— begin Supplied information —

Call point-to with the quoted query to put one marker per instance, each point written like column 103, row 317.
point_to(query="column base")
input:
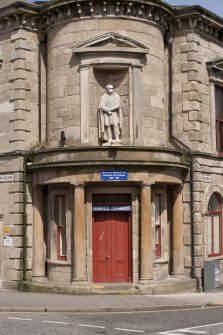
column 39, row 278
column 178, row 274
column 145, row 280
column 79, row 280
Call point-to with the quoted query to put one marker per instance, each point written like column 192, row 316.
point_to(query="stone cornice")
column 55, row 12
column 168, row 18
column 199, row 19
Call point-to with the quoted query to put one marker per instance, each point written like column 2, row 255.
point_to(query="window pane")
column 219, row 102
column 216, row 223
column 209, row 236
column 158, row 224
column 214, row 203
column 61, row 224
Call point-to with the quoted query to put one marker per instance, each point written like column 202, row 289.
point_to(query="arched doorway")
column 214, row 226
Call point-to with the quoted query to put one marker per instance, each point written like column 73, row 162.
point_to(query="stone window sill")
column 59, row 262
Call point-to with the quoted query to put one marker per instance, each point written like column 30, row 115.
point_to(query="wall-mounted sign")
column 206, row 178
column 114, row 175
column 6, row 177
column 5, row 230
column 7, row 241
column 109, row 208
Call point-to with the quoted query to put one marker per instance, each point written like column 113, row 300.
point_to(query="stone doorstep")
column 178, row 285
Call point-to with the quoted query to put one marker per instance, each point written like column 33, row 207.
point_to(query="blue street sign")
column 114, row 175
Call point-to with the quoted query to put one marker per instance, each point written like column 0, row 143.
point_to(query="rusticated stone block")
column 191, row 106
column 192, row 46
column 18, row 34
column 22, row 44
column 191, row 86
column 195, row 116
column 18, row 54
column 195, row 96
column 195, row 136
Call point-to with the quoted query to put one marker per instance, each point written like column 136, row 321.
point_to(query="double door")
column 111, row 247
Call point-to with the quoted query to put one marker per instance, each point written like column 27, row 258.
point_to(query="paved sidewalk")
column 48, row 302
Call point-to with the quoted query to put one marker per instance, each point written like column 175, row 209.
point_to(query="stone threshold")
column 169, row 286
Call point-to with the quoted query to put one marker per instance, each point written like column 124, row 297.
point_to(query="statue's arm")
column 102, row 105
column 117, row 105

— end Supplied information —
— begin Supplied information —

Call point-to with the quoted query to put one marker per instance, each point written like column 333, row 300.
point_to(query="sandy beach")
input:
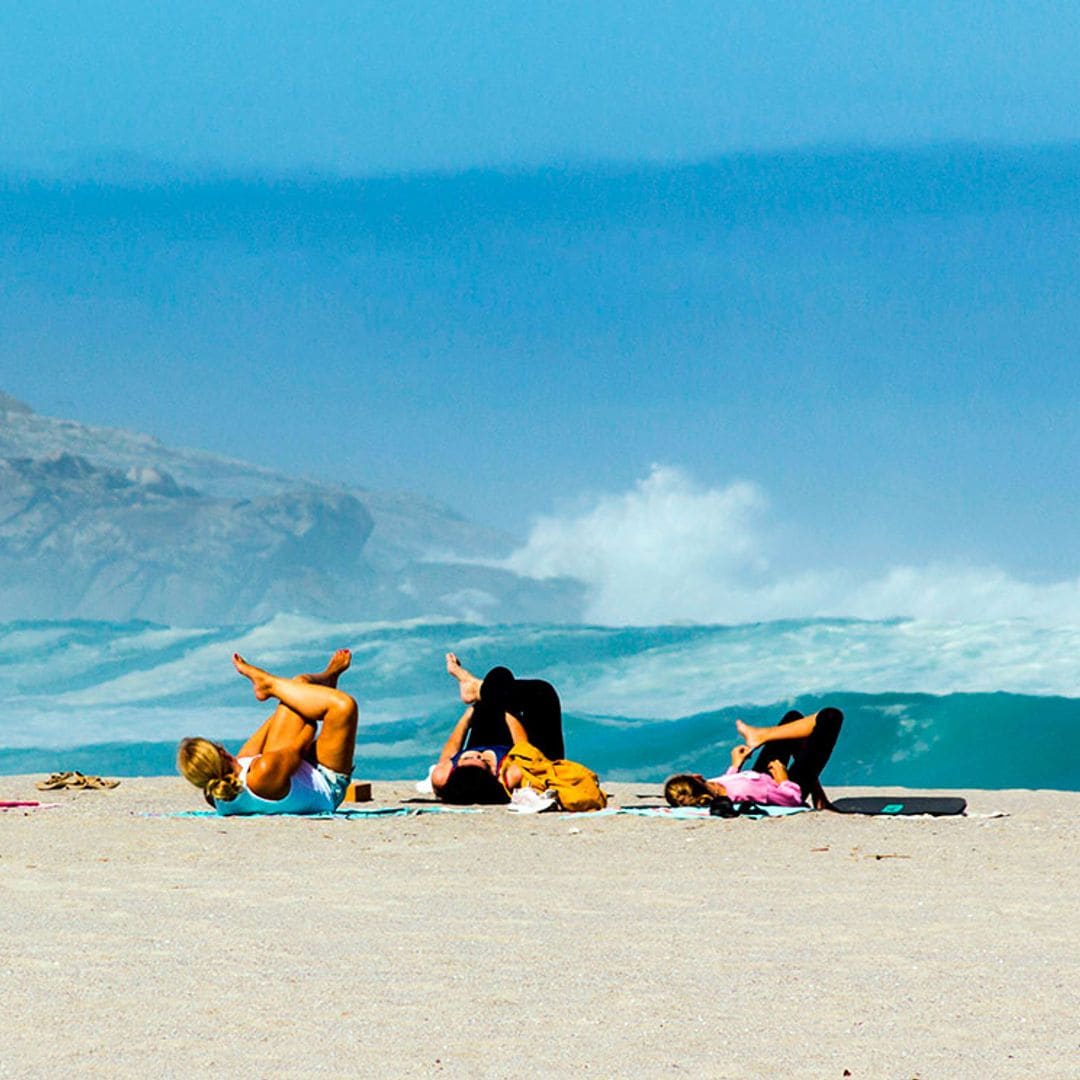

— end Supplied information —

What is expected: Copy out the records word for word, from the line with "124, row 297." up to and including the line with "column 117, row 105".

Answer to this problem:
Call point-to with the quoted query to put one marker per instance, each point written like column 124, row 297.
point_to(query="statue's arm")
column 102, row 105
column 117, row 105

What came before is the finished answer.